SUPPLIED RECORDS:

┌────────

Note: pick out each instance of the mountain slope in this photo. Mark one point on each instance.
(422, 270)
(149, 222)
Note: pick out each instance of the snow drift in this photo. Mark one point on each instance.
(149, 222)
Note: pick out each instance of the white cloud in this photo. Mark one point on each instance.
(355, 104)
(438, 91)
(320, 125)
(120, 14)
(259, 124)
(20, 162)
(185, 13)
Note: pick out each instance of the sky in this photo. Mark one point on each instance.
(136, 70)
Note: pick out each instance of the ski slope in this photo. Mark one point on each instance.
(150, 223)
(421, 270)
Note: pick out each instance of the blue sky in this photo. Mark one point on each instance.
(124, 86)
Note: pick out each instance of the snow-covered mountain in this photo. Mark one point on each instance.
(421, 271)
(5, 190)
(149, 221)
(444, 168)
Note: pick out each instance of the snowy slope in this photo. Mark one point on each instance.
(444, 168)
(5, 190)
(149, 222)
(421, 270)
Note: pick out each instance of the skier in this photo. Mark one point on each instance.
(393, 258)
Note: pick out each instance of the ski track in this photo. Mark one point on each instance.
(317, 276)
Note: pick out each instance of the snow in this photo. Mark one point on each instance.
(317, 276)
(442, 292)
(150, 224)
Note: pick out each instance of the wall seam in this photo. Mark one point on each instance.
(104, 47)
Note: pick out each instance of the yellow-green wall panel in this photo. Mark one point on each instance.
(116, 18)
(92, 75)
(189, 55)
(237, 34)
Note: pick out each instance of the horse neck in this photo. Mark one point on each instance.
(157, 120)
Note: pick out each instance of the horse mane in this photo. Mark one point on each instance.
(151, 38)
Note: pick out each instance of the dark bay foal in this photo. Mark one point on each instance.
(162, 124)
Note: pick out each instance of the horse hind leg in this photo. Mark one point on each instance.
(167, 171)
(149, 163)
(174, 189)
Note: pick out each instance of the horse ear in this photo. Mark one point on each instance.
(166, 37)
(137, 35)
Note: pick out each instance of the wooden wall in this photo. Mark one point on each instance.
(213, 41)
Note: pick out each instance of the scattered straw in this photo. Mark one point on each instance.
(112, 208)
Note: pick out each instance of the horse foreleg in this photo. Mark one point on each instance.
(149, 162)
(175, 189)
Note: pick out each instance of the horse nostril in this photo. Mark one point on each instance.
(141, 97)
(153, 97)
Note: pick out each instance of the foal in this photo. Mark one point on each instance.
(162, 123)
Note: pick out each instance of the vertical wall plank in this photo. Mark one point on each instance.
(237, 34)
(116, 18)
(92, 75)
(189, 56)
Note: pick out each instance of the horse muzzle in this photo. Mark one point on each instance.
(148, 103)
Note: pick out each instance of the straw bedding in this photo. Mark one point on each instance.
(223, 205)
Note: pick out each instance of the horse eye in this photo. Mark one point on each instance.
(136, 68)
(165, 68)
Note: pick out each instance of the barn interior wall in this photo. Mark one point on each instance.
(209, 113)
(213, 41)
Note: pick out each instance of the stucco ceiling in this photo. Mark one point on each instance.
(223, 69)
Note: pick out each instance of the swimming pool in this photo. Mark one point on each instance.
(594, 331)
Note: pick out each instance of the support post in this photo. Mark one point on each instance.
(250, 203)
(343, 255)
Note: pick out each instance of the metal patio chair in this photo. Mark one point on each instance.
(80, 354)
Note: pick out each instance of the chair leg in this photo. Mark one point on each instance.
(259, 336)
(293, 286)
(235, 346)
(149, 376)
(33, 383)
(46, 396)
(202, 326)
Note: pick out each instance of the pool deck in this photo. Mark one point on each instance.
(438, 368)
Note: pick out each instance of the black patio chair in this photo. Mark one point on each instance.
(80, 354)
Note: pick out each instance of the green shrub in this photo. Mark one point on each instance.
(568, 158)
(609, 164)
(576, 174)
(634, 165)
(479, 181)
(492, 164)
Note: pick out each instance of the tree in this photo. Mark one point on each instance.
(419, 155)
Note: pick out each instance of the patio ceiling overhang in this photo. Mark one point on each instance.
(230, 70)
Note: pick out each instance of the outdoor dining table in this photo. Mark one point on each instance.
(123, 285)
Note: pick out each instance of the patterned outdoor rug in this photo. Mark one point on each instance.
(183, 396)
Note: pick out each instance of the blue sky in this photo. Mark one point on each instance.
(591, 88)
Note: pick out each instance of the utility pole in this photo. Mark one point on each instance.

└────────

EXERCISE OBJECTIVE:
Render all of the records above as a numbered list, omitting any blank lines.

TASK SOLUTION:
1. Note: pick out each instance of the mountain slope in this photo. Mark one point on each instance.
2. (422, 270)
3. (149, 222)
4. Note: pick out each instance of the snow drift in this photo. Mark one point on each instance.
5. (149, 222)
6. Note: pick out each instance of the white cloud in this photo. Mark one point on each instance.
7. (355, 104)
8. (438, 91)
9. (320, 125)
10. (120, 14)
11. (259, 124)
12. (20, 162)
13. (185, 13)
14. Note: pick out each instance of the sky in this photo. Mark one point on each instance.
15. (136, 70)
16. Note: pick out each instance of the ski slope in this photo. Mark one point on each instance.
17. (150, 223)
18. (421, 270)
19. Note: pick out each instance of the blue sky in this photo. Mark one point on each instance.
20. (124, 86)
21. Note: pick out each instance of the snow-covered mountain in this photo. Mark one point on each instance.
22. (421, 271)
23. (5, 190)
24. (149, 221)
25. (444, 168)
26. Note: pick out each instance of the snowy slope in this photo. Mark one point on each instance.
27. (444, 168)
28. (5, 190)
29. (149, 222)
30. (421, 270)
31. Note: pick out each instance of the skier in this photo. Mark one point on each instance.
32. (393, 258)
33. Note: pick out each instance of the ski track in this photo. Mark one point on each instance.
34. (317, 276)
35. Note: pick out each instance of the snow in this photo. Mark one point on each instance.
36. (317, 276)
37. (442, 292)
38. (150, 224)
39. Note: pick out each instance of the wall seam in this photo. Mark one point on each instance.
40. (104, 47)
41. Note: pick out each instance of the yellow-green wall panel in this photo. Mark one point on each instance.
42. (116, 18)
43. (92, 75)
44. (189, 55)
45. (237, 34)
46. Note: pick out each instance of the horse neck in this photo. Mark one point on each instance.
47. (157, 120)
48. Note: pick out each instance of the horse mane in this photo. Mark one point on each instance.
49. (151, 38)
50. Note: pick out each instance of the dark bay foal in this photo. Mark one point on each instance.
51. (162, 124)
52. Note: pick out each instance of the horse hind leg in this photo. Mark one point on each instance.
53. (167, 171)
54. (149, 163)
55. (174, 189)
56. Note: pick out each instance of the horse ear in this photo. Mark one point on each instance.
57. (166, 37)
58. (137, 35)
59. Note: pick out each instance of the wooden wall in this photo. Mark one point on each instance.
60. (213, 41)
61. Note: pick out each instance of the scattered straw in this photo. Mark one point on each instance.
62. (112, 208)
63. Note: pick out each instance of the horse foreleg in this photo. Mark one point on each instance.
64. (149, 162)
65. (175, 189)
66. Note: pick out each instance of the horse nostril in this photo. Mark one point on each instance.
67. (141, 97)
68. (153, 97)
69. Note: pick out each instance of the foal in this photo. Mark one point on each instance.
70. (162, 123)
71. Note: pick out each instance of the vertical wall plank in this photo. Mark one point on each instance.
72. (237, 34)
73. (116, 18)
74. (92, 75)
75. (189, 56)
76. Note: pick out each instance of the horse muzzle in this photo. Mark one point on each instance.
77. (148, 103)
78. Note: pick out each instance of the straw bedding in this photo. Mark one point on each instance.
79. (223, 205)
80. Note: pick out each instance of the horse eye in this photo. Mark one point on each instance.
81. (136, 68)
82. (165, 68)
83. Note: pick out each instance of the barn interior wall in this photo. Mark one point on each instance.
84. (209, 113)
85. (213, 41)
86. Note: pick out each instance of the stucco ceiling in this photo. Mark one point on each instance.
87. (223, 69)
88. Note: pick out each instance of the swimming pool in this photo. Mark one point on each instance.
89. (594, 331)
90. Note: pick out each instance of the support post in this photo. Mark one point on each instance.
91. (250, 203)
92. (343, 255)
93. Note: pick out each instance of the metal patio chair in this photo. Mark one point on each instance.
94. (80, 354)
95. Note: pick out each instance of the chair leg in this photo. Mark one point on each instance.
96. (259, 336)
97. (293, 286)
98. (235, 346)
99. (149, 376)
100. (33, 383)
101. (46, 396)
102. (202, 326)
103. Note: pick out each instance of the pool deck in this photo. Mark one point on each instance.
104. (438, 368)
105. Note: pick out each instance of the black patio chair in this photo. Mark one point on each instance.
106. (80, 354)
107. Note: pick out each instance of the green shrub in this photo. Mark one point on each instance.
108. (568, 158)
109. (609, 164)
110. (576, 174)
111. (634, 165)
112. (479, 181)
113. (492, 164)
114. Note: pick out each instance of the tree in this photo. Mark one point on each instance.
115. (419, 155)
116. Note: pick out each instance of the patio ceiling overhang in this photo. Mark one point on each instance.
117. (230, 70)
118. Note: pick out each instance of the outdoor dining table in this photo. Mark one point on each instance.
119. (123, 285)
120. Note: pick out each instance of the patterned outdoor rug in this photo. Mark one point on each instance.
121. (183, 396)
122. Note: pick out each instance of the blue sky in this photo. Mark one point on each instance.
123. (591, 88)
124. Note: pick out each instance of the utility pole in this photo. Mark one point on each instance.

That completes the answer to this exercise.